• **Required work**
Transcribe every line from the one containing "Crop-scouting request: mark the huge" through the end of the records below, exactly, but not the pictures.

• **Given data**
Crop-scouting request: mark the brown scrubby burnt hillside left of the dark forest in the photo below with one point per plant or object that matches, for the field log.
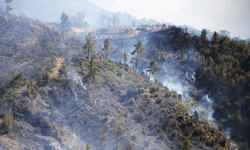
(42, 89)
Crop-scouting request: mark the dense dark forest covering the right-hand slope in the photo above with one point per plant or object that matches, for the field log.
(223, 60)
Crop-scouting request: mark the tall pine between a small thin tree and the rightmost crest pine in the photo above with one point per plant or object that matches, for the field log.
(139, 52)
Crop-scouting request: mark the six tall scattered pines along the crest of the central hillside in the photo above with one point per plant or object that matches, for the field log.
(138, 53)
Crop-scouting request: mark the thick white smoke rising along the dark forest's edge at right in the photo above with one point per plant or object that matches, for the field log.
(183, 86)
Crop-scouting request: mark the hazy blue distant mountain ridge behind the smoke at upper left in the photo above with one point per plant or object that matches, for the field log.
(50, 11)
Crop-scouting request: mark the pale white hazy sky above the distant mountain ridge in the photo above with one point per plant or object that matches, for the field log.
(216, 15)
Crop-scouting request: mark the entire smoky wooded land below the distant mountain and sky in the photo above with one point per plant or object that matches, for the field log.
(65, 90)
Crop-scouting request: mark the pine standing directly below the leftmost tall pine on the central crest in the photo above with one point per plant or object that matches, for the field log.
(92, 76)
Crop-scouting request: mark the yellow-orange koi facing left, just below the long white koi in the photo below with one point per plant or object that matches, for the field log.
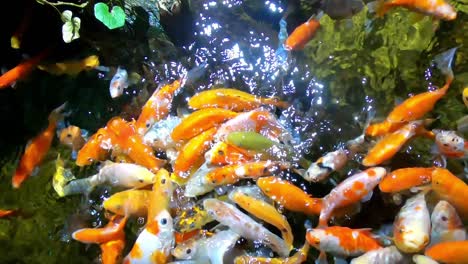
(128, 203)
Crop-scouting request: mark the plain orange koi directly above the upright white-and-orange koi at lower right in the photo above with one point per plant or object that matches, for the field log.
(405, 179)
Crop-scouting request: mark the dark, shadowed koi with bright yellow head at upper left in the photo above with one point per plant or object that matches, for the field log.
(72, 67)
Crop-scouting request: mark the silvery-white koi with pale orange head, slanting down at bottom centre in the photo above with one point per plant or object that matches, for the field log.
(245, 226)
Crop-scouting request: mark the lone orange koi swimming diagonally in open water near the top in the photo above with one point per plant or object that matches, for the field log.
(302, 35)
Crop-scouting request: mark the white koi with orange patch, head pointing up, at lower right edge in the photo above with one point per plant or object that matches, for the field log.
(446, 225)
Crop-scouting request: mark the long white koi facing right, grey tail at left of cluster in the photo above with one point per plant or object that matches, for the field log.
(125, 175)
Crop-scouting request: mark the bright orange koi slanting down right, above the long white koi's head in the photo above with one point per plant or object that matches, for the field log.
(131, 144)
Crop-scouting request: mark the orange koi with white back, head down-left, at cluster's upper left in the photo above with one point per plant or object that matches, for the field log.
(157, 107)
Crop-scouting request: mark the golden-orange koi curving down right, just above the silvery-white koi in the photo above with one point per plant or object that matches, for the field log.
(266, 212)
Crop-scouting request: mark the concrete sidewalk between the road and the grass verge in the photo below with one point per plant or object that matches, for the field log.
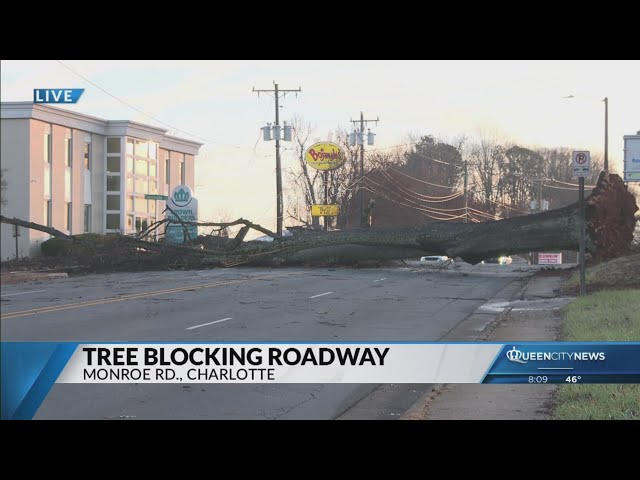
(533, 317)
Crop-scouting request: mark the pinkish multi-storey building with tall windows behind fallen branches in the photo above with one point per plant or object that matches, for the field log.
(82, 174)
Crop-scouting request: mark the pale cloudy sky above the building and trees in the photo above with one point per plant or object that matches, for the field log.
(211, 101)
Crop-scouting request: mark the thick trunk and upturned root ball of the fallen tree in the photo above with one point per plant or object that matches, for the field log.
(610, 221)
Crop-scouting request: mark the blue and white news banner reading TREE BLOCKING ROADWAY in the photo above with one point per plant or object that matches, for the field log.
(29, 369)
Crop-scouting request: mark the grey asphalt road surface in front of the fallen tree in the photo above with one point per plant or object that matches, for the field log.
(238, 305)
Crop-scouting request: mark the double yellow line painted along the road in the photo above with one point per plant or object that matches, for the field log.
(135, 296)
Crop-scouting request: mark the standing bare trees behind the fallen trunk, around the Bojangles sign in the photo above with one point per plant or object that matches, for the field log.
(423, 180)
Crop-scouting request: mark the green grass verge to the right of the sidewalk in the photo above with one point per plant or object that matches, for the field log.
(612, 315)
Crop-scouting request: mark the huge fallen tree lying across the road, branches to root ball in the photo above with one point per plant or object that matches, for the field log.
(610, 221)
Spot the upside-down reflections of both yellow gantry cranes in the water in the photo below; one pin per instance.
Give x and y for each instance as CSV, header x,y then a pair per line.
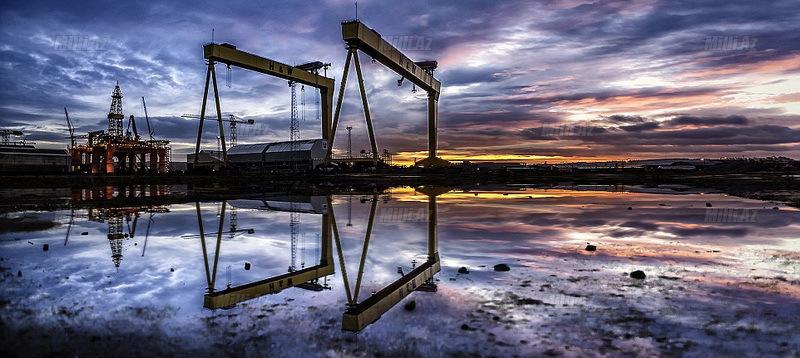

• **Answer for this exercise**
Crop-scouting request: mark the huge fallen tree lying across the road, branches to root ball in the photo above with one point per plant or object that matches, for the field log.
(610, 221)
Spot the upside-down reflections of both yellow gantry cranes in the water in the photo below; one pin per instance.
Give x and y for each instance as CSV, header x,y then a pair per line.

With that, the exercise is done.